Referring expression pointing data:
--

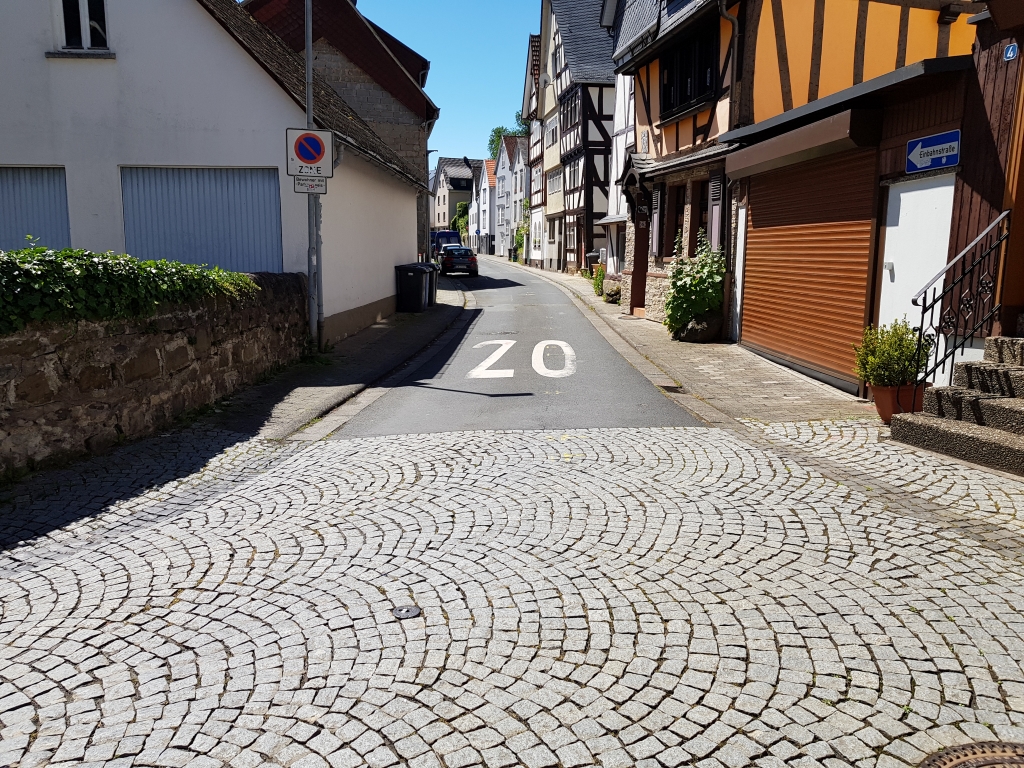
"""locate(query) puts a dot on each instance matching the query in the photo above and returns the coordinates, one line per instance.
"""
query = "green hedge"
(37, 284)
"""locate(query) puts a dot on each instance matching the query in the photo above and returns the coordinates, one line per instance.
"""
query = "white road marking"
(567, 370)
(482, 371)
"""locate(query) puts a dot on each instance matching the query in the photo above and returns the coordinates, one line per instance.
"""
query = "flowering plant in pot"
(889, 359)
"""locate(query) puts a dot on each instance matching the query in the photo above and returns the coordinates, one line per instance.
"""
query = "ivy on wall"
(41, 285)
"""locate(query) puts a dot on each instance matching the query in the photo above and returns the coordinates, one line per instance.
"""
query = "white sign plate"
(310, 153)
(310, 184)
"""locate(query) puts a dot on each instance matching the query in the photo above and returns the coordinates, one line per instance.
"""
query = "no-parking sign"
(310, 153)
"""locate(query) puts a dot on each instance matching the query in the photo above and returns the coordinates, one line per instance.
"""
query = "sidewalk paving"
(728, 377)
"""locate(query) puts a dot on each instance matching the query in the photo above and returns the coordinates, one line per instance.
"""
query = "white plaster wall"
(369, 228)
(180, 92)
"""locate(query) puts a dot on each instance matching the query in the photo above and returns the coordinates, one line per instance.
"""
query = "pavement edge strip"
(337, 416)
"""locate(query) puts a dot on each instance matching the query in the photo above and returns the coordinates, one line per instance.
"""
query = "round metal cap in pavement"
(983, 755)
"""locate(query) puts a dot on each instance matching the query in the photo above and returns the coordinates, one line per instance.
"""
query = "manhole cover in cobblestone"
(984, 755)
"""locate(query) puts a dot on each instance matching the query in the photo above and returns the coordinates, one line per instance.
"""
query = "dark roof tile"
(289, 70)
(587, 44)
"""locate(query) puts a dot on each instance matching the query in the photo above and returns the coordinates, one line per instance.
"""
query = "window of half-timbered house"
(689, 75)
(569, 112)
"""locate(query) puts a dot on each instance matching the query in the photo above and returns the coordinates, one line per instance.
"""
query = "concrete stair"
(980, 418)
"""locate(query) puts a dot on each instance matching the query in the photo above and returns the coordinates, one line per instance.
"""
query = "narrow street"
(597, 585)
(500, 375)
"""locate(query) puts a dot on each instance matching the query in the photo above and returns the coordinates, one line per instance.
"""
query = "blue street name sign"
(940, 151)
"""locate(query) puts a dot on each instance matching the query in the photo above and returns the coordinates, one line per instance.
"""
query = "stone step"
(958, 403)
(992, 378)
(985, 445)
(983, 409)
(1005, 349)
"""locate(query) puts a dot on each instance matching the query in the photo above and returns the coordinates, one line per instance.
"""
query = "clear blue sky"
(477, 51)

--

Task requirements:
Leave out the pictures, and give all the records again exactly.

Solution for this problem:
"""locate(query) puts a dot on each instance matching the query in the photo above and returns the coordinates, one line per instance.
"""
query = "green hedge"
(37, 284)
"""locate(query) puts a dot on each instance matching the query in the photo above and returns the coordinates, one line per instance.
"""
query = "white road marking"
(567, 370)
(482, 371)
"""locate(query) puts a dot on each instance matching the query in the photo above and returns the coordinates, one line per instance.
"""
query = "flowering plant in pot"
(889, 359)
"""locate(query) puts a dot on each instance matching the query in the photo above and returns the coordinates, one line per instance.
"""
query = "ivy on wall"
(41, 285)
"""locate(query) puts a dot on each instance matching the query in the photo above and returns the coordinates, one line per instance.
"""
query = "white sign plate"
(310, 153)
(310, 184)
"""locate(query) puts a dot on each instance matching the query in the photo above and returns the coordinates, one line per instance.
"""
query = "no-parking sign"
(310, 153)
"""locate(query) puts a dot on each instance matching the query in the photo above and returns the coordinates, one line per instance.
"""
query = "sidewalk paving"
(728, 377)
"""locate(query) puts a dot on each instance matching the query in the photo above and returns the coordinates, one line per instance.
"""
query = "white plaster wall"
(369, 228)
(180, 92)
"""locate(query) puts a dot on each instance matching the query in the photo above and returns the coordinates, one line per instance.
"""
query = "pavement edge strip"
(337, 416)
"""locate(query) puts a dot on each instance matching the query in the photo above and returns the coordinates, one line per instance.
"""
query = "round metal cap in pavement"
(983, 755)
"""locate(query) puts a dot on each instance matching the query in the photo above and returns the coordinates, one line per instance.
"""
query = "manhole cover in cobblestone"
(984, 755)
"""locate(query) puts a dot on each instance matching the query in the photo above and returns the coordinates, one line per instance.
"""
query = "dark roof tile"
(289, 70)
(587, 44)
"""locate(query) puts a dot on each instance matching the query in the photo above and returns the coordinates, one line per instance.
"""
query = "window of half-timbered house"
(689, 75)
(569, 112)
"""locate(query) puts a dot on each instance matching the query in the photo above and returns the coordinates, one line per instance.
"""
query = "concrete stair"
(980, 418)
"""locate(query) puts a dot on each instance matching the query in the photo above and returns the coordinates, one line per instance.
"""
query = "narrow street"
(597, 585)
(500, 375)
"""locate(query) puts a dot on each instance matching the query in the photo above and returns the coordinates, one line per instance.
"""
query = "blue street name sign"
(940, 151)
"""locate(query) puts a dot on each instance matching the query in the photo above and returns the coordinates, one line per instance.
"""
query = "stone step"
(958, 403)
(992, 378)
(985, 445)
(983, 409)
(1005, 349)
"""locate(query) puts a dot on each instance matching the query in the photo above and returns the coordinates, one line per instance.
"""
query = "clear blue sky"
(477, 51)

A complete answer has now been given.